Your instructions = Rescale the data below by copying every line in order and multiplying each x and y coordinate by 1.4. Round each result to the nearest whole number, with halves rounded up, and leave all other text unchanged.
======== Materials provided
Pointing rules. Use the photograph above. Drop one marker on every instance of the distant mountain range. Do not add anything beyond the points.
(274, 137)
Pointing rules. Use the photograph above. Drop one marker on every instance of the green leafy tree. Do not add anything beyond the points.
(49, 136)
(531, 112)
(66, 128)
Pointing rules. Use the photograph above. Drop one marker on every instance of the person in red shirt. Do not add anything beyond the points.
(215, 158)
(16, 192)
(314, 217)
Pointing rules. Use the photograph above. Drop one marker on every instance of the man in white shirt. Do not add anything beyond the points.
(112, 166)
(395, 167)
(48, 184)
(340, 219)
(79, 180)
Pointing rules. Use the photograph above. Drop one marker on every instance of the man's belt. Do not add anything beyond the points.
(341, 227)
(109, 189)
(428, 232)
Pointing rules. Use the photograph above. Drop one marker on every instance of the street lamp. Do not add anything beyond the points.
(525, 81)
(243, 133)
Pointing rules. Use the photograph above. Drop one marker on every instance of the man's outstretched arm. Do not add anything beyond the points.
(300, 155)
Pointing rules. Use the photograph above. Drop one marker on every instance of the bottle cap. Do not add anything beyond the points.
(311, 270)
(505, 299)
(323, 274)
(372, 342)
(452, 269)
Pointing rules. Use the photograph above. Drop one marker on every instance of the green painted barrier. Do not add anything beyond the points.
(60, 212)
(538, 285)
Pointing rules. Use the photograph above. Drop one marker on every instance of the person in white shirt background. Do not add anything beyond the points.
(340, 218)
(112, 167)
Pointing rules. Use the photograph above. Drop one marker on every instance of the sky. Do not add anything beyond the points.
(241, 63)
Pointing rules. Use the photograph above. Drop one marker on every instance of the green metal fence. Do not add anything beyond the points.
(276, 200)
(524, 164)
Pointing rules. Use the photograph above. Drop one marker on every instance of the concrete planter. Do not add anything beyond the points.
================
Complete answer =
Pointing rules. Use the photograph above. Drop one marker on every instance of the distant mountain range. Do not add anything beyond the points.
(384, 192)
Pointing rules. Use the photograph above. Drop one marker on every instance of the green leafy tree. Do not add anything beyond the points.
(69, 190)
(743, 157)
(92, 179)
Pointing rules. Use the photograph above. Drop one marker on every instance of the person in red shirt. Do not add anything beyond the points.
(301, 221)
(22, 269)
(440, 304)
Pointing rules. Use the photograph above. Drop one marker on every instance of the man in white shirt. Do not add anything beyond the points.
(157, 232)
(553, 234)
(67, 258)
(476, 307)
(111, 252)
Pointing rules. Use the photograph above. Drop one marker on every instance of the man's belt. Do not add anything beyond the points.
(477, 318)
(153, 265)
(599, 325)
Pointing rules. Use the photograph above. Drop one marker on every instance of the street lamp. Do not add anything beyond the points.
(735, 113)
(340, 186)
Pointing rules. Use the photograph above. Drop one marker on every instance of the man's outstretched arm. Do not add anything beyond the points.
(420, 217)
Pointing rules. Use the photograph above. Drop one marker on every instance of the bottle cap. Do not add anything beyond the points.
(435, 378)
(707, 419)
(452, 384)
(521, 479)
(633, 377)
Pointing rules. Use the photograph above. Drop one marker on every instance of the green painted barrier. Do not add anything beyond the points.
(84, 297)
(753, 399)
Pointing rules. Use the photograph above. Drop one marker on every instance of the person in white shirt background. Do not add anything beyond the points.
(476, 305)
(157, 234)
Pointing rules. Use the photograph above. Drop one marker on every instance of the sky. Do not add anything beyond the points.
(337, 88)
Pointing rules. Use the photograph above. Drop one marker on every instance of the green metal fence. Do not add anything beyond the points.
(386, 280)
(734, 230)
Pointing rules. Use the photograph above. Drop one marker on every instance of the concrete planter. Do not add anything beyond the points.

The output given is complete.